### What the task asks
Show every line below that contains the string "blue". Case counts.

>> Start Data for this exercise

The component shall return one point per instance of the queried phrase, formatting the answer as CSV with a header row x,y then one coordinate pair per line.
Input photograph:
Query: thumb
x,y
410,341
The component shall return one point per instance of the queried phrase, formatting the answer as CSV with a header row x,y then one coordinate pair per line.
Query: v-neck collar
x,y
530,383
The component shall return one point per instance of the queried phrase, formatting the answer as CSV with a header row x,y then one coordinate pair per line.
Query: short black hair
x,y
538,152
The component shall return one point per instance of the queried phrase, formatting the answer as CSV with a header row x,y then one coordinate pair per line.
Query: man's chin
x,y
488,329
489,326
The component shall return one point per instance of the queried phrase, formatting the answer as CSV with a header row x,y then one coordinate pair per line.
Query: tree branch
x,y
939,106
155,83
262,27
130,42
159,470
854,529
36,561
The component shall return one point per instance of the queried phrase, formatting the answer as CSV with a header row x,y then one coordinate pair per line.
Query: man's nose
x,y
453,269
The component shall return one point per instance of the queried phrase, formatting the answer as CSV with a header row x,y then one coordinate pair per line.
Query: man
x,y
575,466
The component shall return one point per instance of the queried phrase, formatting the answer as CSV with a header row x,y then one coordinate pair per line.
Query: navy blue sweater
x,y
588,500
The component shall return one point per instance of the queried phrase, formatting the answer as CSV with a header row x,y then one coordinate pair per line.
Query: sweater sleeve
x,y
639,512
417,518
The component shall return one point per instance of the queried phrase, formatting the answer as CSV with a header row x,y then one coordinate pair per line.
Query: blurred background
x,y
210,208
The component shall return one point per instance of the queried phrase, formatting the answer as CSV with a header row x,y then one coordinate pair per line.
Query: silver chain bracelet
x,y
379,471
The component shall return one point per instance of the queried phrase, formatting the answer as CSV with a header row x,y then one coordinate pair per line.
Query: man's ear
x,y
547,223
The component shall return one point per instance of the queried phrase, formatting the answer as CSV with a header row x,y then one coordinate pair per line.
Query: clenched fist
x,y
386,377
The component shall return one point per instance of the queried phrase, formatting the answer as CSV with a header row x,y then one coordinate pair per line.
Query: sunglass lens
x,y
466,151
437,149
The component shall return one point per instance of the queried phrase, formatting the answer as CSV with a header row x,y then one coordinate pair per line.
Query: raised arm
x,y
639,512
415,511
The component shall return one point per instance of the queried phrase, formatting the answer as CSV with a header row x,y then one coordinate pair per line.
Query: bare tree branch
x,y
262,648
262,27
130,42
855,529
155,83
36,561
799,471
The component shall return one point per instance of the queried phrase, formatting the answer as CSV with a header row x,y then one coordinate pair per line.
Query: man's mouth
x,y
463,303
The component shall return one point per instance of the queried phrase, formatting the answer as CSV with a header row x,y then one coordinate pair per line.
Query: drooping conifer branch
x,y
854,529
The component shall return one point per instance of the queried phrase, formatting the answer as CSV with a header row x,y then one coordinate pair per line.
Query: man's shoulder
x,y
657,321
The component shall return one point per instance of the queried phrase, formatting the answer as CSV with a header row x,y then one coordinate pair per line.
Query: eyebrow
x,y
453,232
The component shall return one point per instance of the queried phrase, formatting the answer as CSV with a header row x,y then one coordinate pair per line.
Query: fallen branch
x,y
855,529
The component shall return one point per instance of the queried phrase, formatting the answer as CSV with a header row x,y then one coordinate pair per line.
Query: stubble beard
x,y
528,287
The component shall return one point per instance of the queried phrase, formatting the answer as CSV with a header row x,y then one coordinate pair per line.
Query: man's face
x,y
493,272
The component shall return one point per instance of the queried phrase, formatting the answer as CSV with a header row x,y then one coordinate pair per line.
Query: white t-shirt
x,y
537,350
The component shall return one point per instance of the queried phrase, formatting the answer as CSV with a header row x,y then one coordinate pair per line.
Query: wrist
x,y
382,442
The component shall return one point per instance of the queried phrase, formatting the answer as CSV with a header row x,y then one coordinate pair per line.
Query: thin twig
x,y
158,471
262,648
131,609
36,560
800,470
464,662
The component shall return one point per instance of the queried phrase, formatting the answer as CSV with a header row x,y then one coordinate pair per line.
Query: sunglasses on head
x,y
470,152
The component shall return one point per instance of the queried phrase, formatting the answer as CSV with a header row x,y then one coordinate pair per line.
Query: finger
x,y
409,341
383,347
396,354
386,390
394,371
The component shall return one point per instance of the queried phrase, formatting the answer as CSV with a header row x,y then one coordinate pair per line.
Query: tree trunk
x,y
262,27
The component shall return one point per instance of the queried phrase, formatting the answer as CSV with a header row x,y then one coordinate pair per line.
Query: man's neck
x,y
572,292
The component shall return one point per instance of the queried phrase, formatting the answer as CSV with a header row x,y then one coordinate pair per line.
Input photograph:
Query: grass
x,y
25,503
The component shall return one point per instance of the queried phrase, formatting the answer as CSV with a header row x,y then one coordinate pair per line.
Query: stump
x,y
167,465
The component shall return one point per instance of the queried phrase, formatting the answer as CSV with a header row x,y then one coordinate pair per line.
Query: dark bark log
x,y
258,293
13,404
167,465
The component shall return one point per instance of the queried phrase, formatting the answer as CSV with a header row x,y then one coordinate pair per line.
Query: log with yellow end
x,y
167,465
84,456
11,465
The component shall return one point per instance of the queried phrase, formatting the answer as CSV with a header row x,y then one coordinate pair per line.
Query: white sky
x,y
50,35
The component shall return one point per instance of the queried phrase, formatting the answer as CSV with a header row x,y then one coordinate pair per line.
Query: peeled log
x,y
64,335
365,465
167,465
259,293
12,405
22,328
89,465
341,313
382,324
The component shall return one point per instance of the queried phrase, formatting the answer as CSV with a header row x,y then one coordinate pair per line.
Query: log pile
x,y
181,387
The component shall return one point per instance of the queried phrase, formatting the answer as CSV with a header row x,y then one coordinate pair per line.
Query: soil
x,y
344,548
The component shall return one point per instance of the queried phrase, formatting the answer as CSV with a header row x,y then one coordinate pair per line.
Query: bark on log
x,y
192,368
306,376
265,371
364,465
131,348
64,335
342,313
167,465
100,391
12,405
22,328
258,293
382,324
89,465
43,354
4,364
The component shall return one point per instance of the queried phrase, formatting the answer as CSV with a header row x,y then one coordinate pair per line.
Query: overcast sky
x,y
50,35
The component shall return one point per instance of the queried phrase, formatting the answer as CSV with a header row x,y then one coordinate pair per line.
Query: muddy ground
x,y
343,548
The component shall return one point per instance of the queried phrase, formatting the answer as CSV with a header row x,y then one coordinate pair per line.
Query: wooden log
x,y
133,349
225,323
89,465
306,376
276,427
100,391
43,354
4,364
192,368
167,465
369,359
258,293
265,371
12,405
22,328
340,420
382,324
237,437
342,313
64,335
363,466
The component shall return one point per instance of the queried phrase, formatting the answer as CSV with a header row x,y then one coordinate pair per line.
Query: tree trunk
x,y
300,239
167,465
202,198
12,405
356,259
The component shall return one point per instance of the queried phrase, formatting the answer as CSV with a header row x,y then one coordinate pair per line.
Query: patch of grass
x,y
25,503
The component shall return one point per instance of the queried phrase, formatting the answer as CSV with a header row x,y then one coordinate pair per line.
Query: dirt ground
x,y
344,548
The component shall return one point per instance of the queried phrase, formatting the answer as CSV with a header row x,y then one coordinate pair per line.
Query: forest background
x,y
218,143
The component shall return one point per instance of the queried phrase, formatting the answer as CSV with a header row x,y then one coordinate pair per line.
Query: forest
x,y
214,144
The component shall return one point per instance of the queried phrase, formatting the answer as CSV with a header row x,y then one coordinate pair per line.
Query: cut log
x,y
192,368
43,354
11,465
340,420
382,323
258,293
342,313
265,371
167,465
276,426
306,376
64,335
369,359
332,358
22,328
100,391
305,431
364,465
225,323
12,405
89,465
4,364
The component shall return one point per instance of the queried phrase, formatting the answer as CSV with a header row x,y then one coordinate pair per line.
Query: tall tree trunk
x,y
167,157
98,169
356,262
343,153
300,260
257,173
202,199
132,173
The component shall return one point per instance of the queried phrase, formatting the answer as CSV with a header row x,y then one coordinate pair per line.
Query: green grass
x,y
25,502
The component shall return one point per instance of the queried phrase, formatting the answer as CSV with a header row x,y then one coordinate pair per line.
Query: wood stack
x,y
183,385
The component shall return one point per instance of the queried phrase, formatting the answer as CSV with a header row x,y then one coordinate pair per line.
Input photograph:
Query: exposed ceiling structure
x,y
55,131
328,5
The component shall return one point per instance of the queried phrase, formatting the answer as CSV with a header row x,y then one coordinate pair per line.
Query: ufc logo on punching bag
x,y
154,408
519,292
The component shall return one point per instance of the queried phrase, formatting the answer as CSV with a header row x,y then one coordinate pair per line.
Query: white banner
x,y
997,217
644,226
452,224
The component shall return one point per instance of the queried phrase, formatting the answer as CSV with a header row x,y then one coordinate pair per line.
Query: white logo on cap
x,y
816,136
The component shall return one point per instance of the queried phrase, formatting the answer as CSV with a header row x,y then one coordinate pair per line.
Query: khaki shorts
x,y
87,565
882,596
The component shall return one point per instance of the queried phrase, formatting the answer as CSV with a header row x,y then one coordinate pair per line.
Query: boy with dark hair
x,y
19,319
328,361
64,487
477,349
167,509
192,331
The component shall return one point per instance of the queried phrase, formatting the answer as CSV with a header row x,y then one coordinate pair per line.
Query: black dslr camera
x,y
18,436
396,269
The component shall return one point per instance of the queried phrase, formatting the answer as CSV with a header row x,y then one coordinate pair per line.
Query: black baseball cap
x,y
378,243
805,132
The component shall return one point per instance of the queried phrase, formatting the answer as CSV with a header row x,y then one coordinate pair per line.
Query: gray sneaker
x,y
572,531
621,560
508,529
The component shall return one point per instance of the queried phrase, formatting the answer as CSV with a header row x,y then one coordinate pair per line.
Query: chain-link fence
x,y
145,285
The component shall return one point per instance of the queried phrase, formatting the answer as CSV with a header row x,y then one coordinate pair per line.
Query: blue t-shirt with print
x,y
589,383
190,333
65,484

>> End Data for this exercise

### Exercise output
Query: navy blue sweater
Query: blue t-shirt with print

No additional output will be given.